Coordinate labeling data:
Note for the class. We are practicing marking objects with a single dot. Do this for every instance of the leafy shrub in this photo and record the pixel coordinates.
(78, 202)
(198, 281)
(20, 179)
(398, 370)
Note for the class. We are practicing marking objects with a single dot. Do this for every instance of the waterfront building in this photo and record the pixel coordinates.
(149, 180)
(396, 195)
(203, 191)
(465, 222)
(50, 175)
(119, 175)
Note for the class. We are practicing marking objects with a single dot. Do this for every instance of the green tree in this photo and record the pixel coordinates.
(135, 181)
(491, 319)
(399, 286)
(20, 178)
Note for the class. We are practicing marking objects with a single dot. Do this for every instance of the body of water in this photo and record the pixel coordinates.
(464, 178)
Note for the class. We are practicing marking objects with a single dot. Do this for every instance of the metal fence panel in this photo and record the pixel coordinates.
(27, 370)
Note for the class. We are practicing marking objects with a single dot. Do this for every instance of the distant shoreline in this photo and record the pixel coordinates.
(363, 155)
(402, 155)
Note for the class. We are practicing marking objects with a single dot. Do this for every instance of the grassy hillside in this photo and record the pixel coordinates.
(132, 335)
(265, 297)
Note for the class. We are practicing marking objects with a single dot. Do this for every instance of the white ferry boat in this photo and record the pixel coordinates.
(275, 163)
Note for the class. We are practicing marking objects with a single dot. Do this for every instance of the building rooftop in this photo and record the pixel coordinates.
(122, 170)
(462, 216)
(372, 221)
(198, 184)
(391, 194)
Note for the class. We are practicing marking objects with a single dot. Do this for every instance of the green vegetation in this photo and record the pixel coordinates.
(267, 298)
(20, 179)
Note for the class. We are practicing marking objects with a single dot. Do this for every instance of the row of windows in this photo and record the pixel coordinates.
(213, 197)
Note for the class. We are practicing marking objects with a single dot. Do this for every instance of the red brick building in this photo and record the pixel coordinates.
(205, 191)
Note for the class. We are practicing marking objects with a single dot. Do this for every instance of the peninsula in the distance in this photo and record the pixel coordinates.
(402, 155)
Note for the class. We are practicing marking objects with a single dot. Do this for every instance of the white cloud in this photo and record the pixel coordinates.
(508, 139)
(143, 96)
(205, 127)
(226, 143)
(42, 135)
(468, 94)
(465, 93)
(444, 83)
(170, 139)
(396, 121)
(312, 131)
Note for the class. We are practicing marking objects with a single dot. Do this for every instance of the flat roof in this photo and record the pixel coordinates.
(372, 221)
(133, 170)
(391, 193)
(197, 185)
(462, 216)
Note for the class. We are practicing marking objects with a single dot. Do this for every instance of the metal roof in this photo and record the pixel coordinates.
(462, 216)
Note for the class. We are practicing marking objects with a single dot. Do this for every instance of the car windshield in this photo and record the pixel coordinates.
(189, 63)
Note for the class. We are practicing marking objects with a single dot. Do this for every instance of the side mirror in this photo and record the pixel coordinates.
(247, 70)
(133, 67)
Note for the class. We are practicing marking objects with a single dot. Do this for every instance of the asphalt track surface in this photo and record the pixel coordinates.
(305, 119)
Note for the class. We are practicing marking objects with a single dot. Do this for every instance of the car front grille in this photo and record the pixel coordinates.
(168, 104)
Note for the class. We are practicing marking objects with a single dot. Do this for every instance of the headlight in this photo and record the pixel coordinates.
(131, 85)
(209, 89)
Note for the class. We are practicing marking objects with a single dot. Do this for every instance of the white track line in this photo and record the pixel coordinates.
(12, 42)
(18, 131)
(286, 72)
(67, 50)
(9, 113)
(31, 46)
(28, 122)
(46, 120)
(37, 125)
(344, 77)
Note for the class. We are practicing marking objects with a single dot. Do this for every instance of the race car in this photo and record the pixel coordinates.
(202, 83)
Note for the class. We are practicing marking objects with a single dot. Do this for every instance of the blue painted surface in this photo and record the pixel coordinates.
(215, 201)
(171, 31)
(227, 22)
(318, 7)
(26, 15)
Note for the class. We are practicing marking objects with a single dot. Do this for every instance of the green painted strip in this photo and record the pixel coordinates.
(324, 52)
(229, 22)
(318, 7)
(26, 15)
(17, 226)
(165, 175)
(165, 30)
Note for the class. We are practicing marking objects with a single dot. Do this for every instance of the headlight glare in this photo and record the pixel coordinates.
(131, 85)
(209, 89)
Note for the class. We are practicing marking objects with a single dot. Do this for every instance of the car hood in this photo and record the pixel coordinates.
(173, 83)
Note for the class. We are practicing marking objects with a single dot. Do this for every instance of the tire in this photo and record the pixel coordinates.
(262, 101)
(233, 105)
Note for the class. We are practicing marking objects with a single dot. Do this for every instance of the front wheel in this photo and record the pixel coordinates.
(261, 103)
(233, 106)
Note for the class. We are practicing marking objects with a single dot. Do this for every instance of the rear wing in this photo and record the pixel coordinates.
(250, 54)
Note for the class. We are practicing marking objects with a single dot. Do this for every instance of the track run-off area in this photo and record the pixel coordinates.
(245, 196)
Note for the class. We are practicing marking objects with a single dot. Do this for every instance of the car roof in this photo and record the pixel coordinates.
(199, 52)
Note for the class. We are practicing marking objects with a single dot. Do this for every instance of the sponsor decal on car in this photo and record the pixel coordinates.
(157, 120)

Problem details:
Rewrite the entire listing above, renaming "single dot" to "single point" wherever it occurs and leaving everything else unchanged.

Written solution:
Note for the class. We are practicing marking objects with a single point. Do this for every instance of the leafy shrub in this photo and record the pixel coordinates.
(78, 202)
(198, 281)
(20, 179)
(398, 370)
Note for the class. We are practicing marking objects with a single point. Do this for every instance of the waterfront building in this photo and record the pixel coordinates.
(149, 180)
(396, 195)
(203, 191)
(465, 222)
(50, 175)
(119, 175)
Note for the class. We are practicing marking objects with a single point. Do this for every instance of the green tree in this photo and record the pixel coordinates.
(135, 181)
(491, 319)
(399, 286)
(20, 178)
Note for the class. We are practicing marking objects with a single point. Do this for every instance of the body of water in this photo and record the pixel coordinates.
(464, 178)
Note for the class. We are practicing marking objects with a single point. Do this for every instance of the metal fence panel in this photo and record the pixel coordinates.
(27, 370)
Note for the class. We are practicing marking objects with a single point. Do this for every instance of the distant shoreline in this photo and record the pixel coordinates.
(363, 155)
(402, 155)
Note for the class. We are practicing marking objects with a single point. Do this for every instance of the grassy hillside in this photo and record the pixel coordinates.
(132, 335)
(265, 297)
Note for the class. We are practicing marking objects with a single point. Do this for every instance of the white ferry boat in this photo and record the pixel coordinates.
(275, 163)
Note for the class. We are practicing marking objects with a single point. Do this for every instance of the building rooftop in this photo and record the pixel coordinates.
(122, 170)
(462, 216)
(372, 221)
(198, 184)
(391, 194)
Note for the class. We are practicing marking objects with a single point. Do this for every instance of the green vegetation in this photo and record the pixel coordinates.
(267, 298)
(20, 179)
Note for the class. We are practicing marking objects with a single point. Do this for every instance of the row of windows in this photo and record the pixel coordinates.
(213, 197)
Note for the class. We are practicing marking objects with a single point. Do this for every instance of the red brick building in this photo and record the pixel coordinates.
(205, 191)
Note for the class. We are practicing marking objects with a single point. Do this for every instance of the peninsula in the distance in this photo and record the pixel coordinates.
(402, 155)
Note for the class. We are practicing marking objects with a single point. Do this for every instance of the white cloud in this photo and record the pixel coordinates.
(508, 139)
(143, 96)
(205, 127)
(226, 143)
(42, 135)
(468, 94)
(465, 93)
(444, 83)
(170, 139)
(396, 121)
(312, 131)
Note for the class. We are practicing marking objects with a single point. Do this for every instance of the flat roof in this photo and record the pixel coordinates.
(372, 221)
(133, 170)
(391, 193)
(197, 185)
(462, 216)
Note for the class. We are practicing marking objects with a single point. Do this for every instance of the metal roof in this photo and record the pixel coordinates.
(462, 216)
Note for the class. We are practicing marking objects with a single point. Do this for every instance of the car windshield in this photo and record the pixel coordinates.
(189, 63)
Note for the class. We are practicing marking objects with a single point. Do this for every instance of the side mirror in this photo and record the pixel coordinates.
(247, 70)
(133, 67)
Note for the class. We are practicing marking objects with a single point. Do this for every instance of the asphalt track surface in this photo and record the pixel coordinates.
(305, 119)
Note for the class. We are practicing marking objects with a single point. Do this for every instance of the car front grille in this photo and record the pixel coordinates.
(168, 104)
Note for the class. We are practicing marking objects with a single point. Do this for every instance of the headlight in this photo and record the pixel coordinates.
(131, 85)
(209, 89)
Note for the class. We are practicing marking objects with a single point. Do this for every instance of the white track line in this photo and record the pixel coordinates.
(12, 42)
(18, 131)
(286, 72)
(67, 50)
(9, 113)
(31, 46)
(28, 122)
(46, 120)
(37, 125)
(344, 77)
Note for the class. We are practicing marking objects with a single point. Do this for every instance of the race car in this photo and record the pixel coordinates.
(202, 83)
Note for the class. We are practicing marking objects with a single point. Do this for every instance of the blue painted surface in this photo and record the pixel coordinates.
(215, 201)
(171, 31)
(227, 22)
(318, 7)
(26, 15)
Note for the class. We are practicing marking objects with a single point. Do this for every instance of the green painted strip in this photo and record the pixel coordinates.
(324, 52)
(229, 22)
(318, 7)
(26, 15)
(17, 226)
(165, 175)
(165, 30)
Note for the class. We are practicing marking objects with a single point. Do this for every instance of the headlight glare in this photo and record the pixel coordinates.
(131, 85)
(209, 89)
Note for the class. We are practicing marking objects with a single point. Do this for every instance of the car hood in this photo and record the pixel coordinates.
(173, 83)
Note for the class. We are practicing marking objects with a single point. Do this for every instance of the tire in this photo and record the pixel coordinates.
(262, 101)
(233, 105)
Note for the class. We are practicing marking objects with a single point. Do this for every instance of the front wheel in this photo and record the pixel coordinates.
(261, 103)
(233, 106)
Note for the class. We are practicing marking objects with a single point. Do this for every instance of the rear wing in this photo and record the pixel coordinates.
(250, 54)
Note for the class. We are practicing marking objects with a single point. Do this for every instance of the track run-off area in this photo and record the pixel coordinates.
(245, 196)
Note for the class. We are practicing marking objects with a single point. Do this for every instance of the car roof in this photo and record the pixel coordinates.
(199, 52)
Note for the class. We are practicing marking objects with a single point. Do this for every instance of the sponsor decal on car in this photo and record the pixel coordinates.
(157, 120)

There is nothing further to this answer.